**TASK GOAL:** Output the rows below as a two-column CSV with the header instruction,points and one line for each row. Put each field in double quotes, replace line breaks within a field with spaces, and leave out the pictures.

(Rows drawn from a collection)
-*-*-
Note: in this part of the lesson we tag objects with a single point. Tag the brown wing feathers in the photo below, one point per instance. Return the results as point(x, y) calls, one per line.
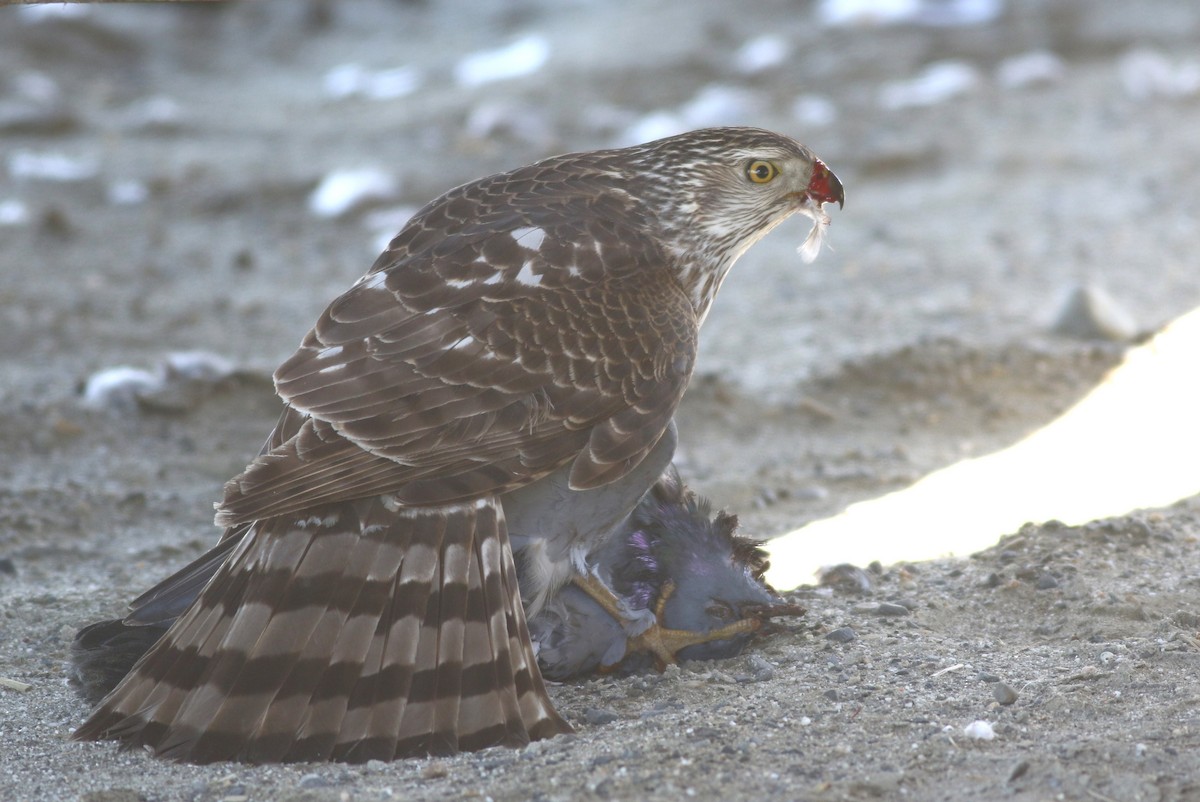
point(371, 608)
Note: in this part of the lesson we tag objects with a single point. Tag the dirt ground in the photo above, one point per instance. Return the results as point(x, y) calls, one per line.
point(156, 165)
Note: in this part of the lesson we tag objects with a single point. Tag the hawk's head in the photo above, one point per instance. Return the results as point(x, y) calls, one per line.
point(718, 191)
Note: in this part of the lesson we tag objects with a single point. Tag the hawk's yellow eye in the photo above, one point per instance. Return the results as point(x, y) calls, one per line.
point(761, 172)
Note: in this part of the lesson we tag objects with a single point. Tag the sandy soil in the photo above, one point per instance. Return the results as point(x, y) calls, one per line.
point(193, 137)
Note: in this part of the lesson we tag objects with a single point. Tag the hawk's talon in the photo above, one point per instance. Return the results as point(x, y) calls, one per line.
point(661, 642)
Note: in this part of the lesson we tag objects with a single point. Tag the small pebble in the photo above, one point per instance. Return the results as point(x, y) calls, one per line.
point(1091, 313)
point(891, 609)
point(315, 780)
point(599, 716)
point(1003, 693)
point(841, 635)
point(762, 669)
point(1045, 582)
point(979, 730)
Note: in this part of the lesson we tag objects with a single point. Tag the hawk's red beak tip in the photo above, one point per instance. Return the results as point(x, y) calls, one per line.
point(825, 186)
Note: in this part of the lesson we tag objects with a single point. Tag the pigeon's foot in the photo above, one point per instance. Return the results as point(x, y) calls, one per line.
point(661, 642)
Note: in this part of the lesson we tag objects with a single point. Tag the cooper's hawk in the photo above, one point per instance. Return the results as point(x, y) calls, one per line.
point(509, 367)
point(679, 584)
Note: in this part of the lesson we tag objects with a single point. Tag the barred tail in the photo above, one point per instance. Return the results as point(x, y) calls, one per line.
point(359, 630)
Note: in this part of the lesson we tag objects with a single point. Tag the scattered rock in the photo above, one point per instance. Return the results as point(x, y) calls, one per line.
point(599, 716)
point(1045, 582)
point(892, 609)
point(979, 730)
point(1003, 693)
point(342, 192)
point(1091, 313)
point(841, 635)
point(846, 578)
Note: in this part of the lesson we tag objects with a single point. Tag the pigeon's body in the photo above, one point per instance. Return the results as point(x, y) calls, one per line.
point(510, 365)
point(671, 564)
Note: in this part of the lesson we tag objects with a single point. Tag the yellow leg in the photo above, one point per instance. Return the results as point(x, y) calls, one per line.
point(661, 642)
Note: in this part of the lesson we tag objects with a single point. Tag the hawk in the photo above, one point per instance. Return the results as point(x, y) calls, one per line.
point(503, 377)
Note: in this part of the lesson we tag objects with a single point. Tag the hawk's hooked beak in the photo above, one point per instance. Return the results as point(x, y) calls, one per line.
point(825, 186)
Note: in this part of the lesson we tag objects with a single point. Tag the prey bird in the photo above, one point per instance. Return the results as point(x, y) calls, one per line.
point(676, 584)
point(503, 378)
-*-*-
**SOLUTION FOR THIS PROBLEM:**
instruction,points
"Note: in this part of the lesson we tag objects with a single point. Tag the brown wing feathers in the photo below, one point per instance. Return the results as point(x, y) calls, one per line.","point(371, 608)"
"Note: in this part of the lesson we tag objects with a single point. Tag the dirt ground in the photo above, one point per instance. Return the results as point(x, y) calls, one per line.","point(156, 165)"
"Note: in this part of the lesson we tag objects with a single point. Tag the hawk's head in the photo above, one point per instance. Return the results as point(x, y) calls, one per line.","point(718, 191)"
"Note: in this part of the lesson we tag objects with a single point. Tag the hawk's yellow eye in the photo above, one point per instance. Return the results as point(x, y) calls, one per line.","point(761, 172)"
"Note: in this part of the lesson we tag objects with a single point. Tag the sandy soil in the photo above, one point per instance. Return the results as point(x, y) calls, one per line.","point(193, 137)"
"Note: in this part of the lesson we tag objects with a single point. Tag the hawk's talon in the photo above, one point per instance. Return the results as point(x, y) calls, one per line.","point(661, 642)"
"Note: in this part of the lesson we tag objects with a single point. Tag the small pebble in the photo above, one point per instance. Return the results as point(x, y) calls, one per line.","point(1091, 313) point(891, 609) point(315, 780) point(599, 716) point(1003, 693) point(841, 635) point(762, 669) point(1045, 582) point(979, 730)"
"Note: in this part of the lesson we tag objects with a single point. Tag the hawk's red beak tip in the photo above, one point per instance. Return the results as point(x, y) calls, one per line.","point(825, 186)"
"Note: in this part of the lesson we tag objects with a single point. Tag the pigeon's foot in the photo above, one point per instance. Return the results as point(x, y) calls, one per line.","point(661, 642)"
"Note: in this part of the lesson we tag objects with a single point. Tag the cooper's hawk in the photo above, one point per instance. Return the results as point(x, y) calls, one per line.","point(509, 367) point(679, 584)"
"Note: in this part of the lesson we tag objects with a single point. Tag the barred tail in the photo above, one point per instance. Return the results as point(x, y) calls, one per line.","point(359, 630)"
"Note: in this part of the lesson we tag objects with a single point. Tag the scattered rock in the photo above, one point per instance. Return the results as point(x, y) calls, one per line.","point(599, 716) point(1045, 582) point(892, 609) point(979, 730) point(1003, 693) point(342, 192) point(1091, 313) point(841, 635) point(846, 578)"
"Note: in this part of the lesson we tag objects with a single point. Tag the pigeon's body in the photo above, one point per instance. Return the results as point(x, y) calls, one per line.","point(510, 365) point(671, 564)"
"Note: in this part of the lesson we tag objects with a single point. Tag the yellow leg in the photo above, one point per instance. Return the results as point(x, y) calls, one per line.","point(661, 642)"
"Note: in this part of the lesson we tag objects with a single point. Tag the hawk in the photo above, one point per instance. Return the results as point(x, y) calls, one per line.","point(503, 377)"
"Note: in this part of the lesson we tag objects with a single point. Tag the hawk's hooked beak in the photo above, one point per instance. Return the results as point(x, y) calls, one per line.","point(825, 186)"
"Note: in this part of the lesson we tag objects with a single point. Tag the prey bird in the photo above, one point per instance. Return the results as point(x, y) calls, one per line.","point(676, 584) point(503, 378)"